**Problem requirements**: Transcribe each record exactly; skip any picture.

**Exercise material**:
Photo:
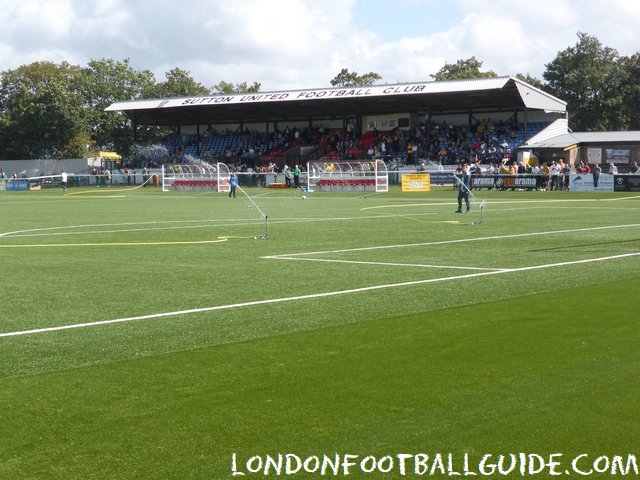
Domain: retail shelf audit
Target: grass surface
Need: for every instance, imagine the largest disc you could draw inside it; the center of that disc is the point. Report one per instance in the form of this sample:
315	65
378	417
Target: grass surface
150	335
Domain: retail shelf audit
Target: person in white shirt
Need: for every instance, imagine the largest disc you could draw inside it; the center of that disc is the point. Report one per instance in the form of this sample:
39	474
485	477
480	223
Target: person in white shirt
63	181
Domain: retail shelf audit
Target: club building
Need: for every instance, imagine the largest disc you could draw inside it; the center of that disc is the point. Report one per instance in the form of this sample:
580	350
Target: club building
410	127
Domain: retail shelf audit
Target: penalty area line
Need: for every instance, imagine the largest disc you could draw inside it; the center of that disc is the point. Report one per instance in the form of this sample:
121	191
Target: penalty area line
309	296
120	244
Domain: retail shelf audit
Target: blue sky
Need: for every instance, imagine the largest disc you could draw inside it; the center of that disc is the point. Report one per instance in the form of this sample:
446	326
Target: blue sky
294	44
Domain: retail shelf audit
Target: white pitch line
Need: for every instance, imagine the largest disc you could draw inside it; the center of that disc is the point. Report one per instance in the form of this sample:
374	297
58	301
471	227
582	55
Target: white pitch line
310	296
390	264
288	256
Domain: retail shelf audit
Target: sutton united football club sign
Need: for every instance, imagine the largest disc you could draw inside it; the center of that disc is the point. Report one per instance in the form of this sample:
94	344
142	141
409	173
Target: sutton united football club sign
296	95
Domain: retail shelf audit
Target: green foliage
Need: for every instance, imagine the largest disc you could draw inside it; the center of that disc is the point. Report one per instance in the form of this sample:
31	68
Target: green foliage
589	77
42	110
462	70
104	82
534	81
351	79
230	89
179	83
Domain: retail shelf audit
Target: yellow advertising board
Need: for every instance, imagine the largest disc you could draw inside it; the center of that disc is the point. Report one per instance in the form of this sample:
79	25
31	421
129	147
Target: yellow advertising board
416	182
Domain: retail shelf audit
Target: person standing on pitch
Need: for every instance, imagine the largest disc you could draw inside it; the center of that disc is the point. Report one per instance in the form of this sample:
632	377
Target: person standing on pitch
464	187
63	181
233	182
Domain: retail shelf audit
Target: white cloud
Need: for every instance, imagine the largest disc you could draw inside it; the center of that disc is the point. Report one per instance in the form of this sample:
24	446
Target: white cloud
305	43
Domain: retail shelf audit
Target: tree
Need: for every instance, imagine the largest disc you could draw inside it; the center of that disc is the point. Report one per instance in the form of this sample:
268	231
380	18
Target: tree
351	79
590	79
104	82
42	112
462	70
631	90
230	89
179	83
534	81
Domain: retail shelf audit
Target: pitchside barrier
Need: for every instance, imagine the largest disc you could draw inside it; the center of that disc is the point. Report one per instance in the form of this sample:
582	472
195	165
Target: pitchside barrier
201	177
333	176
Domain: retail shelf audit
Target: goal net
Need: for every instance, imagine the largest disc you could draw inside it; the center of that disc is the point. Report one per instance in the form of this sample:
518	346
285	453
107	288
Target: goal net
340	176
196	177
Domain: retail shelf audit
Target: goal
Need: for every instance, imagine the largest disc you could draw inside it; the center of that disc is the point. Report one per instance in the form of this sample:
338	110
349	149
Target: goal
198	177
341	176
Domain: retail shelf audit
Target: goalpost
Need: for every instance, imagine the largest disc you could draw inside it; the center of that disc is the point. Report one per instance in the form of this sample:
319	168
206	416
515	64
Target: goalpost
199	177
344	176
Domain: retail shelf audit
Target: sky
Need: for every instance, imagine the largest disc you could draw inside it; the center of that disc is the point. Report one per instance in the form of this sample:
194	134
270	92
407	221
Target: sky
300	44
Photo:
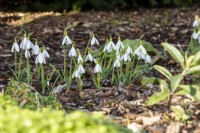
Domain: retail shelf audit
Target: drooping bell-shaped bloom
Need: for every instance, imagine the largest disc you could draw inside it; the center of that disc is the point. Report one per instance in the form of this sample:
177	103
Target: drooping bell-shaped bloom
72	52
117	63
109	47
94	41
40	59
89	57
140	52
45	53
119	45
27	53
97	69
15	47
125	57
81	69
129	50
23	43
66	40
76	74
195	23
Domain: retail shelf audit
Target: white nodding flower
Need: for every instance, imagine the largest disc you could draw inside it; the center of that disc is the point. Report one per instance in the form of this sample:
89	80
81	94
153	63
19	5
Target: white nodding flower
66	40
23	43
117	63
81	70
27	53
119	45
140	52
195	35
89	57
76	74
45	54
36	50
195	23
40	59
80	59
94	41
97	69
147	59
15	47
72	52
109	47
125	57
129	50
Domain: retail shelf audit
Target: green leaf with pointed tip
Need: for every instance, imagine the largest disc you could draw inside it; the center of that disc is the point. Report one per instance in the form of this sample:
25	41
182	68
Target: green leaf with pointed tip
193	90
193	69
175	81
180	113
158	97
175	53
163	71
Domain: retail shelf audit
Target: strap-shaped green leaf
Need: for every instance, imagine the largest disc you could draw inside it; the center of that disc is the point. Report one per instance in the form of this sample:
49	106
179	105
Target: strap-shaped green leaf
193	69
163	71
175	53
175	81
193	90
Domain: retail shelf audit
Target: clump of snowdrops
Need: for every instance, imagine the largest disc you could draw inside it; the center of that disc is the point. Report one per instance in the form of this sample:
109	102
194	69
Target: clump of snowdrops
118	63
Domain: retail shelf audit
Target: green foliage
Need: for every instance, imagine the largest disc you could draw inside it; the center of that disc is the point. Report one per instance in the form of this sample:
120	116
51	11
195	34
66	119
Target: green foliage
14	120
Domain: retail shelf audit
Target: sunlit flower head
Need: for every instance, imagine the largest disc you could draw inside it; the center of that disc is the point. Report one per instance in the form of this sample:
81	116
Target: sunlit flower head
27	53
15	47
109	47
72	52
125	57
40	59
140	52
81	69
89	57
66	40
119	45
97	69
94	41
117	63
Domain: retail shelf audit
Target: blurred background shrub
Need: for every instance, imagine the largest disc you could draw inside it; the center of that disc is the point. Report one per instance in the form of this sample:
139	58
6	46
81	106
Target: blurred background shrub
81	5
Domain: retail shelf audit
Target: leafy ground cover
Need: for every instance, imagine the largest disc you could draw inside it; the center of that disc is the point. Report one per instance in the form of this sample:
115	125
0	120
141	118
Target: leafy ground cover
127	105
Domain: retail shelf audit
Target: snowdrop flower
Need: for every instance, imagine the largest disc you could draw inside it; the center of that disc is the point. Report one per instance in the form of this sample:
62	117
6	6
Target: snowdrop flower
126	57
195	35
119	45
129	50
117	63
45	53
109	47
89	57
36	49
140	52
147	58
27	53
97	68
40	59
15	47
80	59
76	74
94	41
81	70
72	52
195	23
23	43
66	40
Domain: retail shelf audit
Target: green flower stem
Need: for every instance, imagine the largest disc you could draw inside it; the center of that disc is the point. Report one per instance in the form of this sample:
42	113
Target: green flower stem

**Output below**:
Photo:
Domain: retail shelf audit
Target: grass surface
Need: for every instance, imagine the largest disc you could draw inside it; the center of that disc is the point. Report one per instance in the form of this sample:
315	65
378	417
Target: grass surface
150	335
Domain: retail shelf audit
Target: person in white shirt
Need: for every instance, imagine the largest disc you could draw inside it; the center of that disc is the point. Report one per instance in the form of this sample:
39	474
485	477
480	223
Target: person in white shirt
63	181
Domain: retail shelf audit
Target: club building
Need: for every instance, imagine the largest disc you could draw inside it; the center of that disc is the point. Report one per instance in the form of this sample:
580	350
Target: club building
410	127
Domain: retail shelf audit
Target: penalty area line
Need: for every instance, imagine the largest disc you could draw inside it; the center of that disc is the point. Report one per instance in the form of this sample:
121	191
Target: penalty area line
309	296
120	244
Domain: retail shelf audit
Target: blue sky
Need: for every instance, imagine the largest disc you could draw inside it; the center of that disc is the point. Report one per instance in the form of this sample:
446	326
Target: blue sky
294	44
Domain: retail shelf audit
Target: white pitch line
Need: for every instance, imagine the largest disc you could draw inside it; the center of that disc is the point. Report one per instance in the form of this sample:
374	297
58	301
471	227
582	55
Target: white pitch line
310	296
390	264
288	256
Domain: retail shelf audit
Target: sutton united football club sign
Need: for every instance, imagine the largest disc you could draw inside it; the center of that disc is the point. Report one per instance in the form of this sample:
94	344
142	141
409	173
Target: sutton united football club sign
296	95
Domain: retail shelf audit
Target: green foliage
Need: for every instance, imagine the largest disc you could draw inside it; the center of that disc is the point. Report one per instance in the form of this sample:
31	68
Target: green foliage
589	77
42	110
462	70
104	82
534	81
351	79
230	89
179	83
Domain: retail shelf audit
Target: yellow advertising board
Need: for every instance, imagine the largest disc you could draw inside it; the center of that disc is the point. Report one per instance in the form of this sample:
79	25
31	421
129	147
Target: yellow advertising board
416	182
Domain: retail shelf audit
Target: person standing on pitch
Need: for every instance, imagine the largest disc you could draw inside it; the center of that disc is the point. Report one per instance in the form of this sample:
632	377
Target: person standing on pitch
464	187
63	181
233	182
Domain: retail shelf audit
Target: white cloud
Need: for every instance, imagine the largest disc you could draw inside it; the center of that disc is the point. Report one per instance in the form of this sample:
24	446
Target: white cloud
305	43
Domain: retail shelf audit
Target: tree
Need: for every instance, imagine the largest disc you could draw inside it; the center of that disc is the point. Report one per instance in the form of this sample:
268	231
380	18
Target: tree
351	79
590	79
104	82
42	112
462	70
631	90
230	89
179	83
534	81
Domain: retail shelf audit
Target: pitchside barrier
Need: for every instance, imagine the largest disc you could draw inside it; the center of that disc is the point. Report one per instance in the form of this sample:
582	472
195	165
Target: pitchside barrier
201	177
333	176
Domain: retail shelf audit
Target: goal net
Need: for every instance, imagine the largest disc you could draw inside it; the center of that disc is the point. Report one per instance in the form of this sample:
518	346
285	453
107	288
Target: goal net
340	176
196	177
Domain: retail shelf audit
Target: goal
Need: for every instance, imagine the largest disc you could draw inside it; the center of that disc is the point. Report one per instance in the form of this sample:
338	110
349	149
Target: goal
198	177
341	176
Domain: retail shelf audit
Target: goalpost
Need: for every instance, imagine the largest disc you could draw inside it; the center of that disc is the point. Report one per instance in the form of this sample:
319	168
206	416
515	64
Target: goalpost
199	177
344	176
Domain: retail shelf audit
Target: sky
Need: for every instance, imagine the largest disc you could draw inside it; the center of that disc is the point. Report one per instance in the form of this sample:
194	134
270	92
407	221
Target: sky
300	44
Photo:
Domain: retail shelf audit
Target: drooping bell-shaped bloom
Need: for every instance, imagine the largest disc you could draw inside it; the center of that disc is the point. Report one per instance in the form of this sample:
177	103
Target: drooping bell-shaped bloom
72	52
117	63
109	47
94	41
40	59
89	57
140	52
45	53
119	45
27	53
97	69
15	47
125	57
81	69
129	50
23	43
66	40
76	74
195	23
Domain: retail shelf audit
Target: white nodding flower
Need: for every instance, imagine the largest disc you could draw inside it; the center of that disc is the point. Report one per instance in the form of this sample:
89	80
81	94
153	63
19	5
Target: white nodding flower
66	40
23	43
117	63
81	70
27	53
119	45
140	52
195	35
89	57
76	74
45	54
36	50
195	23
40	59
80	59
94	41
97	69
147	59
15	47
72	52
109	47
125	57
129	50
Domain: retail shelf audit
Target: green leaf with pointed tip
Need: for every instance, imagine the largest disc you could draw inside it; the center of that disc is the point. Report one per instance in the form of this sample:
25	41
182	68
Target: green leaf with pointed tip
193	90
193	69
175	81
180	113
158	97
175	53
163	71
Domain: retail shelf audit
Target: strap-shaped green leaf
Need: for every instance, imagine the largest disc you could draw inside it; the center of that disc is the point. Report one per instance in the form of this sample:
49	106
179	105
Target: strap-shaped green leaf
193	69
163	71
175	53
175	81
193	90
Domain: retail shelf audit
Target: clump of snowdrops
Need: for every instance, imagine the largest disc you could draw inside it; the center of that disc is the point. Report one per instance in the form of this sample:
109	102
194	69
Target: clump of snowdrops
118	63
Domain: retail shelf audit
Target: green foliage
Need: for every instance, imagine the largest disc you could draw inside it; the center of that disc is the point. Report one per instance in the form of this sample:
120	116
51	11
195	34
66	119
Target: green foliage
14	120
Domain: retail shelf audit
Target: sunlit flower head
Need: for every instance, imagine the largest disc you could draw inside it; the center of that disc is the point. Report one per instance in the form of this sample:
81	116
Target: sunlit flower head
27	53
15	47
109	47
72	52
125	57
40	59
140	52
81	69
89	57
66	40
119	45
97	69
94	41
117	63
Domain: retail shelf audit
Target: blurred background shrub
Need: for every instance, imagine the largest disc you could draw inside it; the center of that disc is the point. Report one per instance in the form of this sample:
139	58
6	46
81	106
Target: blurred background shrub
81	5
Domain: retail shelf audit
Target: leafy ground cover
Need: for every instance, imagine the largest disc you could draw inside it; the center of that disc is the point. Report one per instance in the form of this sample:
115	125
0	120
141	118
Target: leafy ground cover
127	105
Domain: retail shelf audit
Target: snowdrop flower
Need: for every instance, imagine the largest disc you could draw inside it; the center of that disc is the point. Report one per instance in the form of this sample:
62	117
6	6
Target: snowdrop flower
126	57
195	35
119	45
129	50
117	63
45	53
109	47
89	57
36	49
140	52
147	58
27	53
97	68
40	59
15	47
80	59
76	74
94	41
81	70
72	52
195	23
23	43
66	40
Domain: retail shelf audit
Target: green flower stem
Need: for every instance, imagine the largest disc you could draw inside it; the center of that disc is the point. Report one per instance in the form of this sample:
42	113
Target: green flower stem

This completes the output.